Stored dataset items

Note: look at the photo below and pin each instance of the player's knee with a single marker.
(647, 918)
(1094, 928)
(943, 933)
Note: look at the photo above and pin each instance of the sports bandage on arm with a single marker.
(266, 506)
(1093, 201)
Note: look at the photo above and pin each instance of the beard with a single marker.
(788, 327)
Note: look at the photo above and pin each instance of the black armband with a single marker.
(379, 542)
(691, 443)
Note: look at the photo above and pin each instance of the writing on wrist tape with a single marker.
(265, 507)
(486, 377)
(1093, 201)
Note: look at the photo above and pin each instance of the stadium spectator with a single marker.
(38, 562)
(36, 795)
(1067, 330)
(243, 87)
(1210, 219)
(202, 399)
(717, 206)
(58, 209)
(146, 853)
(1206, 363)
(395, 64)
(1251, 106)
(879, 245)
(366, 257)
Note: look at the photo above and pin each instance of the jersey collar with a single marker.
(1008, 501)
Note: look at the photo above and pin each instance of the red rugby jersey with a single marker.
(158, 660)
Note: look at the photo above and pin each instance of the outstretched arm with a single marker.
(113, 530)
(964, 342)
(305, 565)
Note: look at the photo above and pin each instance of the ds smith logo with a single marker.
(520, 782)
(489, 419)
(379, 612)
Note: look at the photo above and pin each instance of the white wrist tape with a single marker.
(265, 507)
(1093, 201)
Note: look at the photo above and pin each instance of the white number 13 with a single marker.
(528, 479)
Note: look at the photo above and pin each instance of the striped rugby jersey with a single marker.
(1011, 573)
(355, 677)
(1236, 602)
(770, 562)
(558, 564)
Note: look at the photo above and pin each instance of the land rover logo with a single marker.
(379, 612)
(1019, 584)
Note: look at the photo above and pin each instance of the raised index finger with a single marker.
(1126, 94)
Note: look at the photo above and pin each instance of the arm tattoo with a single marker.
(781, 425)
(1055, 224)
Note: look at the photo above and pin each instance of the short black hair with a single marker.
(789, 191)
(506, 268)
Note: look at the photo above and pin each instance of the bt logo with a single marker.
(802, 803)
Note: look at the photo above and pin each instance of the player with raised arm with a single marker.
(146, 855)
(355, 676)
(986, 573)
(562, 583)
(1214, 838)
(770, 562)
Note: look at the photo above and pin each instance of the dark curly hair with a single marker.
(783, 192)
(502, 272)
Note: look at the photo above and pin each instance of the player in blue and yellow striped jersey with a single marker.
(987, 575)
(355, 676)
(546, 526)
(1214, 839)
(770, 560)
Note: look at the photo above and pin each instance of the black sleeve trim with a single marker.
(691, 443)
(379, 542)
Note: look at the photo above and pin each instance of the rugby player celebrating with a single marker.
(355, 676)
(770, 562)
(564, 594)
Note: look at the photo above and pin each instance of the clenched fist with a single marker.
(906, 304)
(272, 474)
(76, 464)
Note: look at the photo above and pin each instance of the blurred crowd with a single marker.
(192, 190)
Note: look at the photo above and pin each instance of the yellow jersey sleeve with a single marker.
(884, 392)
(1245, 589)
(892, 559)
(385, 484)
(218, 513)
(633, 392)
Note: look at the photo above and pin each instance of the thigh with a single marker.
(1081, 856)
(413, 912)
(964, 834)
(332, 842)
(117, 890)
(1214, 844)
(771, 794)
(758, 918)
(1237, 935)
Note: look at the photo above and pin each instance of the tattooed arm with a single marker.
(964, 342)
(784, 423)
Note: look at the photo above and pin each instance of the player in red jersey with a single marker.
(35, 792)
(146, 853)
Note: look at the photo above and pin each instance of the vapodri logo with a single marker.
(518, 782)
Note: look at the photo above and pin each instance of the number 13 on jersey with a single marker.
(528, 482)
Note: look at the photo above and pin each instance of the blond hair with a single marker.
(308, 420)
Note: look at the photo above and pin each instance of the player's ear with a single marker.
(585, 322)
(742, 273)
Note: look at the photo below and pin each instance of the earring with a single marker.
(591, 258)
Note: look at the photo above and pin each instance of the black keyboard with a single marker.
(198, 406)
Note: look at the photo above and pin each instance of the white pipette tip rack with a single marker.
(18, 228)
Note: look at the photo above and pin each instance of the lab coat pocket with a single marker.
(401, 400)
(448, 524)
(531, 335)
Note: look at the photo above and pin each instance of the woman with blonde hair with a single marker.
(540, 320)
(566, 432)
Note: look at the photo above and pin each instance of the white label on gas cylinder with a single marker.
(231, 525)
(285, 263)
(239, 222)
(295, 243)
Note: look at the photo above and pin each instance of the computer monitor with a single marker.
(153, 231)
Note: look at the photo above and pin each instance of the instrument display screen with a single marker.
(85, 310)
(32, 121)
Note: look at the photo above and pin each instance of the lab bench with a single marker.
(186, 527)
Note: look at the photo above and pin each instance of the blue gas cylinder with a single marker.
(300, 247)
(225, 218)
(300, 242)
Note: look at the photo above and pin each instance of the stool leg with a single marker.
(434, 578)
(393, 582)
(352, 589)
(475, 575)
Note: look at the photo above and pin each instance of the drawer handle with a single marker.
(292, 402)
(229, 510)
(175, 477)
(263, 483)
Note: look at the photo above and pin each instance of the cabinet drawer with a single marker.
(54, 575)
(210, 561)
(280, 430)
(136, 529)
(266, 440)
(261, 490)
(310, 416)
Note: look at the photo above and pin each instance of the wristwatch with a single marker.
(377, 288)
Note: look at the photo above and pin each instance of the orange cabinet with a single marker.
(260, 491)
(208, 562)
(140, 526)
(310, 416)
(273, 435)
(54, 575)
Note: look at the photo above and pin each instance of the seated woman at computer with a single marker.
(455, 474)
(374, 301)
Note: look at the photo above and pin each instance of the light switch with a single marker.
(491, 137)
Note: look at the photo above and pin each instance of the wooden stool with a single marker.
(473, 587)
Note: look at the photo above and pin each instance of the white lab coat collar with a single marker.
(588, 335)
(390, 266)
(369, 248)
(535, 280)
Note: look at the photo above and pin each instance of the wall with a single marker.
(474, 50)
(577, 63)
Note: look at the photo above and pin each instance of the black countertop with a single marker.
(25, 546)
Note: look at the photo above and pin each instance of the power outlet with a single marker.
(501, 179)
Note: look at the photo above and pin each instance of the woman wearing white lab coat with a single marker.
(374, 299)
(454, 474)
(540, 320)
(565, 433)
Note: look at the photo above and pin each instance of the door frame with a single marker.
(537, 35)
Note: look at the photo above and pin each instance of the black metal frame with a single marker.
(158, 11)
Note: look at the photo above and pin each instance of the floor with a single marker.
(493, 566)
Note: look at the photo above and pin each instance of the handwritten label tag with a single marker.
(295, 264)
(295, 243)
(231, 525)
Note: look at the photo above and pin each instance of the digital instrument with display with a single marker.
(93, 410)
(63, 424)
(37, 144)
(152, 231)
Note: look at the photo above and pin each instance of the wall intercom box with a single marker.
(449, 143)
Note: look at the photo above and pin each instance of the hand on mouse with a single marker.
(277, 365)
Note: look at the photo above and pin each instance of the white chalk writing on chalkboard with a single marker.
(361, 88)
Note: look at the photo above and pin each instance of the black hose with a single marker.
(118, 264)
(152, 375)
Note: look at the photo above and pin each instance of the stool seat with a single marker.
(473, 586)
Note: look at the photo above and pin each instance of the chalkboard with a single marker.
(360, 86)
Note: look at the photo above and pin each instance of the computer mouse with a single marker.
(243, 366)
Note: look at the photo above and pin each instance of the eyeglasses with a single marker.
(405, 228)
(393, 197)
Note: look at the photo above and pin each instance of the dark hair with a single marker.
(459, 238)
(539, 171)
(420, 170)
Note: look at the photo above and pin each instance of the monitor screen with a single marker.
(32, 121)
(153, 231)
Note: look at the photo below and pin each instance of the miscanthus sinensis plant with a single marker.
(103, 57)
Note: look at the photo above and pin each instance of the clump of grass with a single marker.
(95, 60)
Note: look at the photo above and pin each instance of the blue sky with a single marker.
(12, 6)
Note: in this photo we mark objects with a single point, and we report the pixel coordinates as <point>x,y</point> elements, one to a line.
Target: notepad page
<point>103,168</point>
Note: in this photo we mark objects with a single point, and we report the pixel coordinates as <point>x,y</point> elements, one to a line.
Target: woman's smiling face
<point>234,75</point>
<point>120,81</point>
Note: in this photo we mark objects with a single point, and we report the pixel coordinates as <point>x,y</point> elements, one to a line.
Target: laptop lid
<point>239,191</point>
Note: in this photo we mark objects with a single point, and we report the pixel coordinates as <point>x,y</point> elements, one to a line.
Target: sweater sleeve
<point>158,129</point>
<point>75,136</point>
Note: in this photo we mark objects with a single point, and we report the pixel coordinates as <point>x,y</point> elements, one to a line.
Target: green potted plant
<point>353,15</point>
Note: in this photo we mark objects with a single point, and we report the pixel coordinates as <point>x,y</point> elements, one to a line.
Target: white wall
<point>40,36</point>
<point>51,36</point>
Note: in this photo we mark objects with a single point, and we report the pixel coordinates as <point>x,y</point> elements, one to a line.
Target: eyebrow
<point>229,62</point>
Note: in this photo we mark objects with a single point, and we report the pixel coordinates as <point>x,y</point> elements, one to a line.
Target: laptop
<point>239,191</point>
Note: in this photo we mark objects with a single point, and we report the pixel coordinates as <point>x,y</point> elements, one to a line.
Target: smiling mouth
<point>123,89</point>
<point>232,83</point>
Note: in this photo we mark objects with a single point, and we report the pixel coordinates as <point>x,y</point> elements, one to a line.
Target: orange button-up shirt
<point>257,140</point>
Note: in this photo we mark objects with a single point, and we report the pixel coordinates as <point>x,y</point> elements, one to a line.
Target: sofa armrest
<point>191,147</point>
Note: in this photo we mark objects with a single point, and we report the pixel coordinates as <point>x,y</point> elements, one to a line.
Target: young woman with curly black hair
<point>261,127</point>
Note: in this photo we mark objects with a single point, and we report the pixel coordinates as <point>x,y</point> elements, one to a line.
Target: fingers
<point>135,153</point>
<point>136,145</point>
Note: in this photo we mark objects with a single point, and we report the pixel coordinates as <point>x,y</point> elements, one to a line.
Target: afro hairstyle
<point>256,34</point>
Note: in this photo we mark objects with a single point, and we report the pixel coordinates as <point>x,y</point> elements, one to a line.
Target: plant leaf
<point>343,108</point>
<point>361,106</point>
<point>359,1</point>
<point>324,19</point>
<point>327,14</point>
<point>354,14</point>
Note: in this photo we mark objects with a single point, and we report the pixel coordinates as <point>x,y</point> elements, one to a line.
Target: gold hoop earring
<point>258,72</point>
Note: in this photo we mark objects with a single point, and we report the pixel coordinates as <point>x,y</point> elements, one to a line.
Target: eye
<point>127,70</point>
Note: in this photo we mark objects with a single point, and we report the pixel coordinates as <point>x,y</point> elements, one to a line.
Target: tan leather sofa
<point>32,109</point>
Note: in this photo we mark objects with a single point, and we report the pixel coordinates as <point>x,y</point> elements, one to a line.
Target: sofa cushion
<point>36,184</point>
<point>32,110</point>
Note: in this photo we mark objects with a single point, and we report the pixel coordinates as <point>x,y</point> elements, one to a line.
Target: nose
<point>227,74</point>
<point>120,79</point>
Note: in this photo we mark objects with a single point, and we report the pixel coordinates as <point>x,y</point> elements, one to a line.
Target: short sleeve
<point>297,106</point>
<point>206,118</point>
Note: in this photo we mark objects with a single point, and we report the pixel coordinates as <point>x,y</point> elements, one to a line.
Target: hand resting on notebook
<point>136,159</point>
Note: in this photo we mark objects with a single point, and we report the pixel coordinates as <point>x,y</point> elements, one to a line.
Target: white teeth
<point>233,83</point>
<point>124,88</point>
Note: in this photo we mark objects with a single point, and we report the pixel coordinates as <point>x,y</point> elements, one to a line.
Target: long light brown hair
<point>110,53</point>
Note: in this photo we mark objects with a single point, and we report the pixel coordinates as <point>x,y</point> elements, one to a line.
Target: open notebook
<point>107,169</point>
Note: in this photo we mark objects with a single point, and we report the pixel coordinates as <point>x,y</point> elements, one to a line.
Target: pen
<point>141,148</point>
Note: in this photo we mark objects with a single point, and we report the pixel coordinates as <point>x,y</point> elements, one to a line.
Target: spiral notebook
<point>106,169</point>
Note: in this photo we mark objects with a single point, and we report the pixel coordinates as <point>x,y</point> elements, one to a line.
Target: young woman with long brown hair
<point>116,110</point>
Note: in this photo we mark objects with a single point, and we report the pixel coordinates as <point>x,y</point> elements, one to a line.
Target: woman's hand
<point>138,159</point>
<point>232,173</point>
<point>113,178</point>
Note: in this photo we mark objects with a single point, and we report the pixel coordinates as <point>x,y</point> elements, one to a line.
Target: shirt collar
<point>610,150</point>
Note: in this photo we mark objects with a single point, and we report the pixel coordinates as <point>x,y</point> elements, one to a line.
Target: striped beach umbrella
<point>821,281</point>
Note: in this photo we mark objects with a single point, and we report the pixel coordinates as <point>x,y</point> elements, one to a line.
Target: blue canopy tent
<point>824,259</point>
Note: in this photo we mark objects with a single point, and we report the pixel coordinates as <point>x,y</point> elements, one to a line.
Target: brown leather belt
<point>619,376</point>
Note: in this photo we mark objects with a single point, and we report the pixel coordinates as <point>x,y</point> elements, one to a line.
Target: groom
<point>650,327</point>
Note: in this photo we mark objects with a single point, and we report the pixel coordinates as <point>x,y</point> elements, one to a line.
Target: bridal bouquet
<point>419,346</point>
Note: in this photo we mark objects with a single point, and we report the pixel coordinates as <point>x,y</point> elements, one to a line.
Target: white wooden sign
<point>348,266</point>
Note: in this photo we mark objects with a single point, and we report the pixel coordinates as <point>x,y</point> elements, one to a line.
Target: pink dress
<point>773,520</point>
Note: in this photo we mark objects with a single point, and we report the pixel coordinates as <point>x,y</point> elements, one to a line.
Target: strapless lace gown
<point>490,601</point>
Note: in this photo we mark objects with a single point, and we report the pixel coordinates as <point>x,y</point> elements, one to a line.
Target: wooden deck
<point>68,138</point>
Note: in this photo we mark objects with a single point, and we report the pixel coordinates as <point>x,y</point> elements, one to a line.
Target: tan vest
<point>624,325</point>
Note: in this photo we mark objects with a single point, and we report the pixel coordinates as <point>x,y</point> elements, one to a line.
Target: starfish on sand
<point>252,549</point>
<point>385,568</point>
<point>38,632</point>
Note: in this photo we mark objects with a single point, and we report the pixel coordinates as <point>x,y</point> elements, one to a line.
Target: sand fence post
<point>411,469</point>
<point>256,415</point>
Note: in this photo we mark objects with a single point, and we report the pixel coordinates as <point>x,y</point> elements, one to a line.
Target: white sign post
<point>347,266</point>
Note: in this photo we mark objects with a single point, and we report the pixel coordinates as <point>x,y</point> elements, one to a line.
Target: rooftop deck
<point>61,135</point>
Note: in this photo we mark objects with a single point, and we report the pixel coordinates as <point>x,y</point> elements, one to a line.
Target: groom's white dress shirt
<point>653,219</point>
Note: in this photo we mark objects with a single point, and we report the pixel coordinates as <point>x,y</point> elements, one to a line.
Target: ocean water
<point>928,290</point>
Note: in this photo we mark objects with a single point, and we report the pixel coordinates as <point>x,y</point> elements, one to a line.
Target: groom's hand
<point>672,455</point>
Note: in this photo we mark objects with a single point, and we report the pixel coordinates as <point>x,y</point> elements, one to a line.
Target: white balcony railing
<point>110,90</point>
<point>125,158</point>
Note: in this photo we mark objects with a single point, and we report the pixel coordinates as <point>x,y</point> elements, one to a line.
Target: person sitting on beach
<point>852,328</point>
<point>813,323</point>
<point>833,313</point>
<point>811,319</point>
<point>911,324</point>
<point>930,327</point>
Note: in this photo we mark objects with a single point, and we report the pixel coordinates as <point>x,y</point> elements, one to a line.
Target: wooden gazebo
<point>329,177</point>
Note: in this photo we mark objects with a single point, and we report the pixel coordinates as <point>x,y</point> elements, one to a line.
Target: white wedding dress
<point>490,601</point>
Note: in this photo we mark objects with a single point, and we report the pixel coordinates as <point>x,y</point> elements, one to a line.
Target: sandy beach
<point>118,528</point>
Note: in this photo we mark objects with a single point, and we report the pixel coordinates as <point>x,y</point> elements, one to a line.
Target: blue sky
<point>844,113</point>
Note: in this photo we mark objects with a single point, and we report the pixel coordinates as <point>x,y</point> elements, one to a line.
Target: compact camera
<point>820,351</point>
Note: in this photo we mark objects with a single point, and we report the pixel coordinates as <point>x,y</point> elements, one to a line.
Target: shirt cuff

WHAT IS ASKED = Write out everything from the line containing "monitor screen with a single marker." down to the line containing "<point>232,83</point>", both lines included, reproducing each line verbatim.

REPLY =
Note: look at the photo above and pin each instance of the monitor screen with a single marker.
(32, 121)
(153, 231)
Note: look at the photo below and pin each instance of the miscanthus sinensis plant with a single marker.
(103, 57)
Note: look at the photo above and pin each instance of the clump of grass with a single marker.
(95, 60)
Note: look at the photo above and pin each instance of the blue sky with a single marker.
(12, 6)
Note: in this photo we mark objects with a single point, and we report the pixel coordinates as <point>x,y</point> elements, one to a line.
Target: notepad page
<point>103,168</point>
Note: in this photo we mark objects with a single point, and we report the pixel coordinates as <point>x,y</point> elements, one to a line.
Target: woman's smiling face
<point>234,75</point>
<point>120,81</point>
Note: in this photo we mark objects with a single point, and we report the pixel coordinates as <point>x,y</point> elements, one to a line.
Target: laptop lid
<point>239,191</point>
Note: in this photo we mark objects with a single point, and we report the pixel coordinates as <point>x,y</point> elements, one to a line.
Target: sweater sleeve
<point>158,129</point>
<point>75,136</point>
Note: in this photo we mark objects with a single point, and we report the pixel coordinates as <point>x,y</point> elements, one to a line.
Target: green potted plant
<point>353,15</point>
Note: in this photo we mark objects with a single point, and we report the pixel coordinates as <point>x,y</point> elements, one to a line.
Target: white wall
<point>40,36</point>
<point>51,36</point>
Note: in this photo we mark objects with a single point, and we report the pixel coordinates as <point>x,y</point> elements, one to a line.
Target: eyebrow
<point>229,62</point>
Note: in this photo we mark objects with a single point, and we report the pixel coordinates as <point>x,y</point> elements, one to a line.
Target: laptop
<point>239,191</point>
Note: in this photo we mark objects with a single point, and we report the pixel coordinates as <point>x,y</point> elements, one to a line.
Target: smiling mouth
<point>123,89</point>
<point>232,83</point>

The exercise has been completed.